Output each line of the records below as a JSON list of strings, one string per line, with blank lines omitted.

+++ Raw records +++

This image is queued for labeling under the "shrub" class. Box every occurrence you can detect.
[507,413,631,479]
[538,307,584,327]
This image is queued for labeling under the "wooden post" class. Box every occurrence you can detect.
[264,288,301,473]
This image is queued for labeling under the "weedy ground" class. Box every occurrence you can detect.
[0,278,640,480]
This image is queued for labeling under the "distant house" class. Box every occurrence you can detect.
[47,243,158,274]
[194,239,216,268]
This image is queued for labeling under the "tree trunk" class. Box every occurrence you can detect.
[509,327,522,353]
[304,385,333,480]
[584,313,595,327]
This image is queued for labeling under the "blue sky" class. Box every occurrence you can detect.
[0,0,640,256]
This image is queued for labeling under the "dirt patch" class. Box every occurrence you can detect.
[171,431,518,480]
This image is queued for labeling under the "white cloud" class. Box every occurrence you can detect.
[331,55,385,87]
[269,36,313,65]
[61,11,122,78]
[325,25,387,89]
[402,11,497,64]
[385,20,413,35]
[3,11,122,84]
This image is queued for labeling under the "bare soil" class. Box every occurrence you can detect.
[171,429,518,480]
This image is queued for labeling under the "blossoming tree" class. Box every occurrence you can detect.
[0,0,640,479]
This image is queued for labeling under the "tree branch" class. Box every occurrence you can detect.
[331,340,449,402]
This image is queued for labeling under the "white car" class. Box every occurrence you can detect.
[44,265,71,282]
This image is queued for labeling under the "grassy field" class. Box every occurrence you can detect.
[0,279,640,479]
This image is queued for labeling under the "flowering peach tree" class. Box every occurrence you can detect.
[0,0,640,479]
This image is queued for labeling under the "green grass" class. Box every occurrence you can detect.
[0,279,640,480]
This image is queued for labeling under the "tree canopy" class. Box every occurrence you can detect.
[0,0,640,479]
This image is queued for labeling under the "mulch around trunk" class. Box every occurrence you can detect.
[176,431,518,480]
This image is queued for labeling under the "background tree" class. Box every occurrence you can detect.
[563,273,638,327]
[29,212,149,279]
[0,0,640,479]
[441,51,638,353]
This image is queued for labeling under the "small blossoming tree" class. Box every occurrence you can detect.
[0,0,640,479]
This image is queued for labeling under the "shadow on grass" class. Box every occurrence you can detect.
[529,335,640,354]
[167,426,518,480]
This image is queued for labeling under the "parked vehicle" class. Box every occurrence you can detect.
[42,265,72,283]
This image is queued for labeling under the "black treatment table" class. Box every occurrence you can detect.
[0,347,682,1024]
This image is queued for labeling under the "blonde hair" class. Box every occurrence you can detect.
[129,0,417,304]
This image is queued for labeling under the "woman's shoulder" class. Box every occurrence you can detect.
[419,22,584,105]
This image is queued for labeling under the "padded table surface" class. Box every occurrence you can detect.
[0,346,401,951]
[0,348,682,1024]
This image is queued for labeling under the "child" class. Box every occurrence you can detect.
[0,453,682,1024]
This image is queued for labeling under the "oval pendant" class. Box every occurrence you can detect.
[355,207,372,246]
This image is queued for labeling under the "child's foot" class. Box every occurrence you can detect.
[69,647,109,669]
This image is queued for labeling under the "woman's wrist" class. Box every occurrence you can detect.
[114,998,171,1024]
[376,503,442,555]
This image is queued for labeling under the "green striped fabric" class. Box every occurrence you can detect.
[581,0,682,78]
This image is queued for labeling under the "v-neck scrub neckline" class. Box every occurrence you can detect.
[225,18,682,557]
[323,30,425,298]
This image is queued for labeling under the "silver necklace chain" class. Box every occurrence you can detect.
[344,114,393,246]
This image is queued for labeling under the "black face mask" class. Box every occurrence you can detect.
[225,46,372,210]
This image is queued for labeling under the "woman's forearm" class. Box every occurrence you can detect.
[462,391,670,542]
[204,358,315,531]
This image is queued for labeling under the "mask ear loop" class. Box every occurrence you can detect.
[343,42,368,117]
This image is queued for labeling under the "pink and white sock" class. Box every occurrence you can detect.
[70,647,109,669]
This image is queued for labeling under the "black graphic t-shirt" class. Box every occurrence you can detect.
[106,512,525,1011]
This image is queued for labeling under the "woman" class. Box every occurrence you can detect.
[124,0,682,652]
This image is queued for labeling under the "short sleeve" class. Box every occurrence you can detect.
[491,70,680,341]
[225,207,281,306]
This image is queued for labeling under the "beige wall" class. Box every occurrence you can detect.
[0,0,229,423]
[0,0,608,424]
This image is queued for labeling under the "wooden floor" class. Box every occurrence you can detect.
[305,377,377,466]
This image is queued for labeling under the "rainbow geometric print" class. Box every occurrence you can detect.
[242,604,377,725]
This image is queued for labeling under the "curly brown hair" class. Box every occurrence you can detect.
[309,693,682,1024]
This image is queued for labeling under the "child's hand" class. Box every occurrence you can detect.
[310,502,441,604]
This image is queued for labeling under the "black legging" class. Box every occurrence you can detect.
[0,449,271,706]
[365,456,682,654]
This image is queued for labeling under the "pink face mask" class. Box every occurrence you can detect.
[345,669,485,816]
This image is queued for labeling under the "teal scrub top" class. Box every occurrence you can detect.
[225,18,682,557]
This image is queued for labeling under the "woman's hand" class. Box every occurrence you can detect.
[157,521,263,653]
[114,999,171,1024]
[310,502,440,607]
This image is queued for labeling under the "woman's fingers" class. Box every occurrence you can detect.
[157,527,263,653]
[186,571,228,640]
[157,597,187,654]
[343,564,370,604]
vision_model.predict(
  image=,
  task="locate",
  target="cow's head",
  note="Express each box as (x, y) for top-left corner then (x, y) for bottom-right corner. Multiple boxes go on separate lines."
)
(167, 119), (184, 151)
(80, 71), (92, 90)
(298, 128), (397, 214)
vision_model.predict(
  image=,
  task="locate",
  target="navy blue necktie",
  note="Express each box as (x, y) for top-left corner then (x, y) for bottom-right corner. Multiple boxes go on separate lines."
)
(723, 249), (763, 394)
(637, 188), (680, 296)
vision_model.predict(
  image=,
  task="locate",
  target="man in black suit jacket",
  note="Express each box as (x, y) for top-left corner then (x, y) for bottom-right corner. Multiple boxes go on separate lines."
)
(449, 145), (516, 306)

+++

▶ _Solution for this problem_:
[
  "This image is queued for labeling under the \"shrub\" class. Box every occurrence you can detect.",
  "[507,413,631,479]",
  "[538,307,584,327]",
  "This image is queued for labeling under the \"wooden post\" class. Box every occurrence you can detect.",
  "[264,288,301,473]",
  "This image is queued for labeling under the \"weedy ground\" class. Box every occurrence you can detect.",
  "[0,278,640,480]",
  "This image is queued for labeling under the \"distant house\" class. Box every occurrence you can detect.",
  "[47,243,158,274]",
  "[194,239,216,268]",
  "This image is queued for labeling under the \"tree trunk\" class. Box every occurrence you can detect.",
  "[509,327,522,353]",
  "[304,385,333,480]",
  "[584,313,595,327]",
  "This image is queued for labeling under the \"blue sky\" class. Box every occurrence you can detect.",
  "[0,0,640,256]",
  "This image is queued for labeling under the \"dirt patch\" class. Box every occurrence you can detect.",
  "[171,431,518,480]",
  "This image is queued for labeling under the \"white cloud\" class. Box every occurrence you can detect.",
  "[331,55,385,87]",
  "[269,36,313,65]",
  "[61,11,122,78]",
  "[325,25,387,89]",
  "[402,11,497,64]",
  "[385,20,413,35]",
  "[3,11,122,84]",
  "This image is queued for labeling under the \"bare soil\" class. Box every occurrence you can detect.",
  "[171,429,518,480]",
  "This image is queued for labeling under the \"blossoming tree\" class. Box every occurrence you can detect.",
  "[0,0,640,479]",
  "This image is queued for labeling under the \"tree branch\" class. Box every occurrence you can detect.",
  "[331,340,449,402]",
  "This image is queued for labeling under the \"white car\" class. Box every occurrence you can detect.",
  "[44,265,71,282]",
  "This image is queued for labeling under the \"grassy field\" class. Box every occurrence you can detect.",
  "[0,279,640,479]",
  "This image is queued for labeling under the \"flowering peach tree\" class. Box every occurrence you can detect.",
  "[0,0,640,479]",
  "This image is queued for labeling under the \"green grass\" class. Box every occurrence you can detect.",
  "[0,279,640,480]",
  "This image is queued for labeling under the \"tree canopy\" class. Box every occurrence you can detect.",
  "[0,0,640,479]",
  "This image is queued for labeling under the \"mulch around trunk\" class. Box every occurrence you can detect.",
  "[176,431,518,480]",
  "This image is queued for labeling under the \"background tree\" class. Box every occurrence you can detect.",
  "[563,273,638,327]",
  "[29,212,149,279]",
  "[0,0,640,479]",
  "[441,51,638,353]",
  "This image is queued for labeling under the \"small blossoming tree\" class. Box every occurrence you can detect.",
  "[0,0,640,479]",
  "This image is queued for labeling under the \"shadow on grass\" class. Box every occurrence you can detect.",
  "[529,335,640,354]",
  "[167,426,518,480]",
  "This image is queued for labeling under the \"parked vehicle\" class. Box every occurrence you can detect.",
  "[42,265,72,283]",
  "This image is queued for labeling under the \"black treatment table\" class. Box every occurrence you can detect.",
  "[0,347,682,1024]",
  "This image is queued for labeling under the \"blonde hair\" class. Box every occurrence you can detect.",
  "[129,0,417,304]",
  "This image is queued for labeling under the \"woman's shoulder\" class. Box every occurrence you can detect.",
  "[419,22,584,105]",
  "This image is queued for labeling under the \"padded table surface\" class. Box every occurrence you can detect.",
  "[0,346,401,951]",
  "[0,348,682,1024]",
  "This image is queued for labeling under the \"child\" class. Box every occurrence you can detect.",
  "[0,453,682,1024]",
  "This image is queued for labeling under the \"oval pendant\" class. Box every occurrence you can detect.",
  "[355,207,372,246]",
  "This image is queued for labeling under the \"child's foot\" class. Box every occurrence you can detect.",
  "[69,647,109,669]",
  "This image is queued for labeling under the \"woman's wrist\" class. Box every occurrence you can detect.",
  "[114,998,171,1024]",
  "[376,503,442,555]",
  "This image is queued for labeling under the \"green striped fabric\" class. Box every occurrence you can detect.",
  "[581,0,682,78]",
  "This image is queued for labeling under the \"v-neck scrub neckline\" class. Box every occurrence you can detect.",
  "[225,18,682,557]",
  "[323,30,425,298]",
  "This image is queued for labeling under the \"silver necklace chain\" class. Box every occurrence you can detect.",
  "[344,114,393,246]",
  "This image is queued for labeling under the \"black face mask\" class. Box every occurrence you can detect.",
  "[225,46,372,210]",
  "This image is queued for labeling under the \"woman's forearm\" class. Box every occurrence you can detect.",
  "[462,391,670,542]",
  "[204,358,315,531]",
  "This image is queued for labeling under the \"mask ear loop\" class. Box every occurrence you can detect.",
  "[343,42,368,117]",
  "This image is queued for labeling under the \"pink and white sock\" class. Box every occurrence you can detect.",
  "[70,647,109,669]",
  "This image is queued for labeling under the \"black graphic t-shirt\" class. Box every occurrence you can detect.",
  "[106,512,525,1011]",
  "This image is queued for labeling under the \"woman\" class. Box every occurrence you can detect.",
  "[124,0,682,652]",
  "This image is queued for labeling under the \"short sleeve\" class. Box every occurrence you can detect.",
  "[491,70,680,341]",
  "[225,207,281,306]",
  "This image is queued for labeling under the \"beige wall\" class. Box every occurrence you can detect.",
  "[0,0,229,423]",
  "[0,0,608,424]",
  "This image is queued for labeling under the \"wooden floor\" class. Box every occurrence you can detect.",
  "[305,377,377,466]",
  "This image is queued for labeling under the \"rainbow geometric print\" class. Box every occurrence you can detect.",
  "[242,604,377,725]",
  "This image is queued for labeling under the \"curly brown hair\" class. Box every occurrence you can detect.",
  "[309,693,682,1024]",
  "This image is queued for labeling under the \"child's hand\" class. Box every occurrence you can detect.",
  "[310,502,441,604]",
  "This image is queued for labeling under the \"black legging\" class. Box every occurrence you can detect.",
  "[0,449,271,706]",
  "[365,456,682,654]",
  "This image is queued for labeling under the \"pink face mask\" class. Box every occurrence you can detect.",
  "[345,669,485,816]",
  "This image is queued for labeling under the \"teal scrub top\" class. Box every occurrence you can detect.",
  "[225,18,682,557]",
  "This image is queued for labeling under the \"woman's hand\" class. Box every occurrence you can detect.",
  "[157,521,263,653]",
  "[114,999,171,1024]",
  "[310,502,440,607]",
  "This image is queued for labeling under the \"woman's fingers\" class. Box every occurrence you can detect.",
  "[157,527,263,653]",
  "[186,571,228,640]",
  "[157,597,187,654]",
  "[343,564,370,604]",
  "vision_model.predict(",
  "  image=,",
  "  task=\"locate\",",
  "  target=\"cow's head\",",
  "  note=\"Express each box as (x, y) for top-left corner then (x, y) for bottom-right corner. Multiple boxes go on separate lines.\"",
  ")",
  "(167, 119), (184, 151)",
  "(80, 71), (92, 90)",
  "(298, 128), (397, 214)",
  "vision_model.predict(",
  "  image=,",
  "  task=\"locate\",",
  "  target=\"navy blue necktie\",",
  "  note=\"Express each box as (x, y) for top-left corner then (x, y) for bottom-right corner. Multiple boxes go on separate lines.\"",
  ")",
  "(723, 249), (763, 394)",
  "(637, 188), (680, 296)",
  "vision_model.predict(",
  "  image=,",
  "  task=\"locate\",",
  "  target=\"man in black suit jacket\",",
  "  note=\"Express each box as (x, y) for top-left corner then (x, y) for bottom-right corner. Multiple boxes go on separate lines.\"",
  ")",
  "(449, 145), (516, 306)"
]